* TRY IT *
Restating the data exactly is the whole task.
━━━━━ PROVIDED RECORDS ━━━━━
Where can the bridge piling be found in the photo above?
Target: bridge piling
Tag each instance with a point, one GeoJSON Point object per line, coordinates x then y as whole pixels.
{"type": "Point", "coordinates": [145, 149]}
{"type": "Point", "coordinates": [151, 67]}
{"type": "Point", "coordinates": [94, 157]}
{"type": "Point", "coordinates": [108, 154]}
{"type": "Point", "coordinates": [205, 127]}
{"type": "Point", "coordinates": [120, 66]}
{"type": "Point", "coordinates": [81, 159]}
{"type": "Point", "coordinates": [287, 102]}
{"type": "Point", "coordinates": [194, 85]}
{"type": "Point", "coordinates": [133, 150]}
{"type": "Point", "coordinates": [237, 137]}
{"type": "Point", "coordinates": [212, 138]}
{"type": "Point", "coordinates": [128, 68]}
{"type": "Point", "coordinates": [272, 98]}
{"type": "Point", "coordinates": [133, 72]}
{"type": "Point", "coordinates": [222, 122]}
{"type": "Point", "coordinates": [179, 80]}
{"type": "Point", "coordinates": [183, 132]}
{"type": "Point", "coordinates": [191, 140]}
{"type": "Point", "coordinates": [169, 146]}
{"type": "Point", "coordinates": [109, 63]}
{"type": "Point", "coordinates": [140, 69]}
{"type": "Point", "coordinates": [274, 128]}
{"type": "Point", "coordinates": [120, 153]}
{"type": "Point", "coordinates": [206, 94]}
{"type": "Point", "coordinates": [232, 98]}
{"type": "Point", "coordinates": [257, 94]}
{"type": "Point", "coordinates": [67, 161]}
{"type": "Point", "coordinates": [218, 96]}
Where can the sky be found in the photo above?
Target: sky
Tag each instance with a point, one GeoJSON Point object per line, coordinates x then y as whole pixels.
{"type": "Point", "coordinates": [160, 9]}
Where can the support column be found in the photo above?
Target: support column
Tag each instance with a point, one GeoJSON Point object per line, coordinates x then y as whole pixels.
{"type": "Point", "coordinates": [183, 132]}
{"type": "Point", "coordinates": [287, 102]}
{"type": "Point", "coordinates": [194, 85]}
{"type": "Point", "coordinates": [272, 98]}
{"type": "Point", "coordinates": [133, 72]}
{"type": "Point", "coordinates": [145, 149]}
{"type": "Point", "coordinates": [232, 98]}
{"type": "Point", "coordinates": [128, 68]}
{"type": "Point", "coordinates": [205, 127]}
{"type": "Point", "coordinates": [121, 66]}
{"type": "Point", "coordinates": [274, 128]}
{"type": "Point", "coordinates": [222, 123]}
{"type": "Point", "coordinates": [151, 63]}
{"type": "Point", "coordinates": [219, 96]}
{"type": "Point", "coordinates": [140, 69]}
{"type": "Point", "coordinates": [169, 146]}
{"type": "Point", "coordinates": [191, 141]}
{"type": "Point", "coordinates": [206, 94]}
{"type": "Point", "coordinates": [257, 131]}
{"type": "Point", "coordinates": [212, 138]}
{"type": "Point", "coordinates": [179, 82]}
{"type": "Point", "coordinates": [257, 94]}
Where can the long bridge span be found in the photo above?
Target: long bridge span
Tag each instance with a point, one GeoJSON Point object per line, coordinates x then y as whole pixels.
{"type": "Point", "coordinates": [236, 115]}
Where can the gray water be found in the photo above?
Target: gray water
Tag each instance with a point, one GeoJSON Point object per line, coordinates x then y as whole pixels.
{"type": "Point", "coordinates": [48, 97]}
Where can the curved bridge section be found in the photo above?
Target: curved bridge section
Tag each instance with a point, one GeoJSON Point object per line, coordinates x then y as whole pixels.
━━━━━
* ANSWER BOX *
Where can the bridge piling be found in the photo above?
Target: bridge piling
Tag each instance with a point, one GeoJSON Point object per line, coordinates x then y as whole pixels.
{"type": "Point", "coordinates": [145, 149]}
{"type": "Point", "coordinates": [151, 67]}
{"type": "Point", "coordinates": [94, 157]}
{"type": "Point", "coordinates": [108, 154]}
{"type": "Point", "coordinates": [205, 127]}
{"type": "Point", "coordinates": [120, 66]}
{"type": "Point", "coordinates": [81, 159]}
{"type": "Point", "coordinates": [287, 102]}
{"type": "Point", "coordinates": [194, 85]}
{"type": "Point", "coordinates": [133, 150]}
{"type": "Point", "coordinates": [237, 137]}
{"type": "Point", "coordinates": [212, 138]}
{"type": "Point", "coordinates": [128, 68]}
{"type": "Point", "coordinates": [272, 98]}
{"type": "Point", "coordinates": [133, 72]}
{"type": "Point", "coordinates": [222, 122]}
{"type": "Point", "coordinates": [179, 80]}
{"type": "Point", "coordinates": [183, 132]}
{"type": "Point", "coordinates": [191, 140]}
{"type": "Point", "coordinates": [169, 146]}
{"type": "Point", "coordinates": [109, 63]}
{"type": "Point", "coordinates": [140, 69]}
{"type": "Point", "coordinates": [274, 128]}
{"type": "Point", "coordinates": [120, 153]}
{"type": "Point", "coordinates": [206, 94]}
{"type": "Point", "coordinates": [232, 98]}
{"type": "Point", "coordinates": [257, 94]}
{"type": "Point", "coordinates": [67, 161]}
{"type": "Point", "coordinates": [218, 96]}
Where can the sky be found in the photo above?
Target: sky
Tag each instance with a point, one GeoJSON Point object per line, coordinates x then y as whole pixels.
{"type": "Point", "coordinates": [160, 9]}
Where can the support column be found in the photo above?
Target: support column
Tag each instance with a point, one GeoJSON Point object per line, coordinates x then y as whole pixels.
{"type": "Point", "coordinates": [183, 132]}
{"type": "Point", "coordinates": [287, 102]}
{"type": "Point", "coordinates": [194, 85]}
{"type": "Point", "coordinates": [272, 98]}
{"type": "Point", "coordinates": [133, 72]}
{"type": "Point", "coordinates": [145, 149]}
{"type": "Point", "coordinates": [232, 98]}
{"type": "Point", "coordinates": [128, 68]}
{"type": "Point", "coordinates": [205, 127]}
{"type": "Point", "coordinates": [121, 66]}
{"type": "Point", "coordinates": [274, 128]}
{"type": "Point", "coordinates": [222, 123]}
{"type": "Point", "coordinates": [151, 63]}
{"type": "Point", "coordinates": [219, 96]}
{"type": "Point", "coordinates": [140, 69]}
{"type": "Point", "coordinates": [169, 146]}
{"type": "Point", "coordinates": [191, 141]}
{"type": "Point", "coordinates": [206, 94]}
{"type": "Point", "coordinates": [257, 131]}
{"type": "Point", "coordinates": [212, 138]}
{"type": "Point", "coordinates": [179, 82]}
{"type": "Point", "coordinates": [257, 94]}
Where can the long bridge span be found in the photo above?
Target: long bridge span
Tag each instance with a point, one GeoJSON Point object per line, coordinates x then y as whole pixels.
{"type": "Point", "coordinates": [236, 115]}
Where can the gray water be found in the photo above?
Target: gray water
Tag each instance with a point, one GeoJSON Point object per line, coordinates x then y as whole pixels.
{"type": "Point", "coordinates": [48, 97]}
Where can the curved bridge section be found in the photo above?
Target: curved bridge section
Tag each instance with a point, one GeoJSON Point object per line, coordinates x then y as whole pixels.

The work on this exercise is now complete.